- **Prompt**:
Express the lines of the listing below as a Markdown table with the columns Row and Listing line, covering everything from the line containing "Q: Point out every instance of the yellow handrail" down to and including the line containing "x=240 y=119". Number each row and leave out any blank lines.

(Collection entries)

--

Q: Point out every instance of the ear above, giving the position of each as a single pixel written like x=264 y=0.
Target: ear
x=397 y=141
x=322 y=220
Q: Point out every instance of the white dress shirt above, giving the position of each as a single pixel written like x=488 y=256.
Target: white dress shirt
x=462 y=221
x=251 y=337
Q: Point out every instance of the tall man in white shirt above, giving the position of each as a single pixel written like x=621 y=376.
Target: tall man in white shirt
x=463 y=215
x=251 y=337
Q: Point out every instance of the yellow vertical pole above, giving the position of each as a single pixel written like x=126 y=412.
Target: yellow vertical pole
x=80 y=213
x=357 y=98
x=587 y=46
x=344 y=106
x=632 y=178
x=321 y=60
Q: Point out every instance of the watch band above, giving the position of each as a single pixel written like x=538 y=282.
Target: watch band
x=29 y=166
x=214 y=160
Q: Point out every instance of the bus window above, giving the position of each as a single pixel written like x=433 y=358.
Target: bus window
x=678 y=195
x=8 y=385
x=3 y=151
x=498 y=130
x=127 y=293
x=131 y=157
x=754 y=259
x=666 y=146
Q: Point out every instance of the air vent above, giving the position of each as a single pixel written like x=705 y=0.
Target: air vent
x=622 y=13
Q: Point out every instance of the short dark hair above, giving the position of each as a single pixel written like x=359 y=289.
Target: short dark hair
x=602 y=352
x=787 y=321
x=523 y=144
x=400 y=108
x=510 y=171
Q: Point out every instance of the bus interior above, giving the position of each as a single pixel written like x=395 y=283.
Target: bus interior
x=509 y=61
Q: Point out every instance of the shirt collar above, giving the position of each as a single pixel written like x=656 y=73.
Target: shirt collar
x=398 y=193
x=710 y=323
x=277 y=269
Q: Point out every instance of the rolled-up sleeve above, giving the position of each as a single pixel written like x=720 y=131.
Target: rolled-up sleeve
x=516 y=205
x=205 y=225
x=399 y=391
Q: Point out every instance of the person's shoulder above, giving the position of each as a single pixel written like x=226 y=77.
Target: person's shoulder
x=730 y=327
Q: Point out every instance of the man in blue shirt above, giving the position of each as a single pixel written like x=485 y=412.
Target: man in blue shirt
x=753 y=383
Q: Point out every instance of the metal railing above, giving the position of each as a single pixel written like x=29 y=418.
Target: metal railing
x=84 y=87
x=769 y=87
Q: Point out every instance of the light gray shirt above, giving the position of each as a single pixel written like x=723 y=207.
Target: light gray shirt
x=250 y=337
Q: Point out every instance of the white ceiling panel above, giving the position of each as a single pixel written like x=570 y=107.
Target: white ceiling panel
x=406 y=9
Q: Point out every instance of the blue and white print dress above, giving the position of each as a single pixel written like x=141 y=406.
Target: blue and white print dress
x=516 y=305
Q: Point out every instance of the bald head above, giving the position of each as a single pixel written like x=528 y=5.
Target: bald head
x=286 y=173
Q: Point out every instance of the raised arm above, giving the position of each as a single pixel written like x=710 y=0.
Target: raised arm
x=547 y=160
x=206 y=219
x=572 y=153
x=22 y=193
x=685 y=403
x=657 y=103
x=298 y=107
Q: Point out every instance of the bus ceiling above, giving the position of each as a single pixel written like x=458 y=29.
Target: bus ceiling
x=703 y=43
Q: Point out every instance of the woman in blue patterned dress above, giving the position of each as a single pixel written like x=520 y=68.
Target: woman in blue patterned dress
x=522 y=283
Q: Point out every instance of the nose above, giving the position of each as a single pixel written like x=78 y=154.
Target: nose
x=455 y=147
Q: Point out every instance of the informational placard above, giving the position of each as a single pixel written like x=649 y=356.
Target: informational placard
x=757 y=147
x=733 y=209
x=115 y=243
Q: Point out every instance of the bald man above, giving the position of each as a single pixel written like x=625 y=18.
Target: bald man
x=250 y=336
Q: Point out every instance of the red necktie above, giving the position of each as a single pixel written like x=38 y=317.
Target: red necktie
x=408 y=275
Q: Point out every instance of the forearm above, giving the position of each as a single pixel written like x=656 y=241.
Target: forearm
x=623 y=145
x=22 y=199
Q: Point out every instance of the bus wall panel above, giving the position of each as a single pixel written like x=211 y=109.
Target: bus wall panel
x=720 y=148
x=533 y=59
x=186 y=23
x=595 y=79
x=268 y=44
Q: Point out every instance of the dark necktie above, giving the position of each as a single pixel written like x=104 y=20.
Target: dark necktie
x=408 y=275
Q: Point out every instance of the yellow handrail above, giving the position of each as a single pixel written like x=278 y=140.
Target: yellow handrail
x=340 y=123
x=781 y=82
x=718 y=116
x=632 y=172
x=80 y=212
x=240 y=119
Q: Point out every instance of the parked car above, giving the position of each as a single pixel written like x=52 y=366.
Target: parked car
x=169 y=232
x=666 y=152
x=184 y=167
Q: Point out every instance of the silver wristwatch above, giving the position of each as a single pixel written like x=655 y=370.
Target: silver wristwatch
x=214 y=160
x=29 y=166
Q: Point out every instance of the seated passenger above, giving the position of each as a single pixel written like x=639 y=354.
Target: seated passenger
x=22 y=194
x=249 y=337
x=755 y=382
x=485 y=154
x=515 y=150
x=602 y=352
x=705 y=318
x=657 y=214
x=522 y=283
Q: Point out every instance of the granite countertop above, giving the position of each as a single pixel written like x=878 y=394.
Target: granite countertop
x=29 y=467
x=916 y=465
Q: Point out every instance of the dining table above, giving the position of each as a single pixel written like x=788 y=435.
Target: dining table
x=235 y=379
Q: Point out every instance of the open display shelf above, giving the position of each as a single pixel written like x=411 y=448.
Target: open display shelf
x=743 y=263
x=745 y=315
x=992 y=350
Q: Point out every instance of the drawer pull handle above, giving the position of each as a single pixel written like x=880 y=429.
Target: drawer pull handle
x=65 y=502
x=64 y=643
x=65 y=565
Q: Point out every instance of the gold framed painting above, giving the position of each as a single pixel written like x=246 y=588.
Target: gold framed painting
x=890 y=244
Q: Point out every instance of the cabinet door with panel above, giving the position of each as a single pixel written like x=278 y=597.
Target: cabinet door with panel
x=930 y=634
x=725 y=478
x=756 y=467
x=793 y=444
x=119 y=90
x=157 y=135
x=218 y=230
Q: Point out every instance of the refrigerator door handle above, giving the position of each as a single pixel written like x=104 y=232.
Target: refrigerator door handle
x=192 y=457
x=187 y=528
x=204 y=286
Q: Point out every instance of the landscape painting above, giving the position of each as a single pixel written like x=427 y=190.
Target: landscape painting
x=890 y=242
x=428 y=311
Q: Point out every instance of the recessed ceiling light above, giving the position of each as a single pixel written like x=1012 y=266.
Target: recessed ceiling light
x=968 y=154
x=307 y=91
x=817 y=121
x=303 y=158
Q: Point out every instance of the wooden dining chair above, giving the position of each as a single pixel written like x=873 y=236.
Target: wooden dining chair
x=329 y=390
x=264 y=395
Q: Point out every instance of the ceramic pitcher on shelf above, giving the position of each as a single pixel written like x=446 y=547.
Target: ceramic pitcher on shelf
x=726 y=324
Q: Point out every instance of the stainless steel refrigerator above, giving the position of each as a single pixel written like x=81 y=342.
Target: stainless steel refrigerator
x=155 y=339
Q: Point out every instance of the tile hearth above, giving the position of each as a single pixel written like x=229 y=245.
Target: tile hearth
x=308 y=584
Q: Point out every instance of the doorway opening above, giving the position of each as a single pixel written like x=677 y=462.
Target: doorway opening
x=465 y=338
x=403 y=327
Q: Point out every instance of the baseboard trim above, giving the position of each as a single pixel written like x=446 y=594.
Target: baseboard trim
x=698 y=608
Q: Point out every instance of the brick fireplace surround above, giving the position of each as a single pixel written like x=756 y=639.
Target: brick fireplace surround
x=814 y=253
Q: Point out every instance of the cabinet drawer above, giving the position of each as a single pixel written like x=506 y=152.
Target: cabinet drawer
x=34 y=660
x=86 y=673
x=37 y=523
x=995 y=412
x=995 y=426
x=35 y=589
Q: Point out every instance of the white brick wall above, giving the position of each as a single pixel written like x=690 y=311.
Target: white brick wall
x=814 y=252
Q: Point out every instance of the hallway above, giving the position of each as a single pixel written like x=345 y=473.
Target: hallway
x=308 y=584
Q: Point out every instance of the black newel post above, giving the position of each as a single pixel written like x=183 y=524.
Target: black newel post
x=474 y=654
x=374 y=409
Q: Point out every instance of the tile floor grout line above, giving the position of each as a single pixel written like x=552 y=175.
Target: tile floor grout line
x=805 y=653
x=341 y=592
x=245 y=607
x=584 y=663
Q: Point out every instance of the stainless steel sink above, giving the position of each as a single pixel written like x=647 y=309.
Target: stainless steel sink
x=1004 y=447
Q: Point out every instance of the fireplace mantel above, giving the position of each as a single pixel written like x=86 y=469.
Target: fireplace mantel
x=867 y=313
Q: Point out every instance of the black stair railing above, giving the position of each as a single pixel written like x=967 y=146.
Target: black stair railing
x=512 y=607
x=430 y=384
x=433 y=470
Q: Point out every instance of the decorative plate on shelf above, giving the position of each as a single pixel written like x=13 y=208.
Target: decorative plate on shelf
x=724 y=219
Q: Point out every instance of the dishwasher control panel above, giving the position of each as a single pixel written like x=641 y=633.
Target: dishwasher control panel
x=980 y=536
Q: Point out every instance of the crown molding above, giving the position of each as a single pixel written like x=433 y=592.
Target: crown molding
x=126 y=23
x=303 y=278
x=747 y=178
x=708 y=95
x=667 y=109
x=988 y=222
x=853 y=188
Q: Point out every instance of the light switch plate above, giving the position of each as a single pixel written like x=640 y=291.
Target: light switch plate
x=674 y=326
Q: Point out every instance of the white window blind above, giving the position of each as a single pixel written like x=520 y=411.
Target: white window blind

--

- **Reply to the exercise**:
| Row | Listing line |
|---|---|
| 1 | Q: Point out every instance of the yellow handrail above, giving the position of each as a single pixel written like x=278 y=140. |
| 2 | Target: yellow handrail |
| 3 | x=340 y=123 |
| 4 | x=781 y=82 |
| 5 | x=718 y=116 |
| 6 | x=632 y=172 |
| 7 | x=80 y=212 |
| 8 | x=240 y=119 |